-- Start Records for this task --

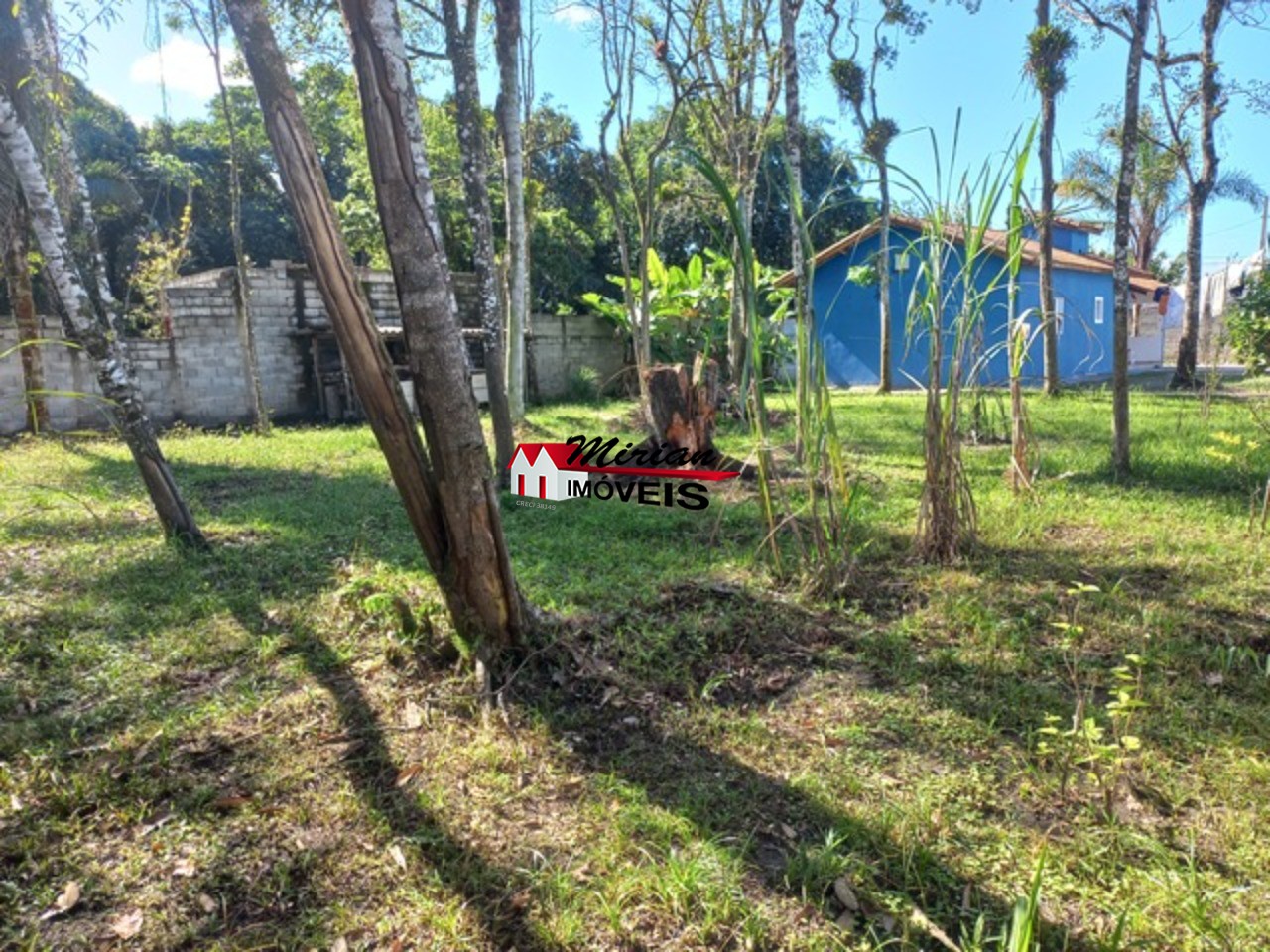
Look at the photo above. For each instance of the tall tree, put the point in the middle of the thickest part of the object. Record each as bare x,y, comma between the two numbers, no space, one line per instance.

-- End Records for this task --
-- Start Records for this task --

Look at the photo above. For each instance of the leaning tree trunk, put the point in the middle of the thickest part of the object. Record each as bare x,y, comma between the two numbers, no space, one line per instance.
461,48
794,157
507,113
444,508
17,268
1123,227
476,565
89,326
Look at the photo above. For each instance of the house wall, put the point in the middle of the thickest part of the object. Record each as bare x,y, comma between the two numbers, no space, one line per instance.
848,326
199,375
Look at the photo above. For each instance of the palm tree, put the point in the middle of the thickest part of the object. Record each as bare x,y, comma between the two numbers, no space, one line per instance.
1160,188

-- End Records for this task --

Extract every line of the data above that contains the string "leaning". Treat uppercase and lowercase letters as distinct when matching.

## Exercise response
Look at the photo above. For each instance of the leaning tree trunk, put the point in the middle of the thickest part of the object. Record each as bare x,y, comma between the two numbers, no space, one line per instance.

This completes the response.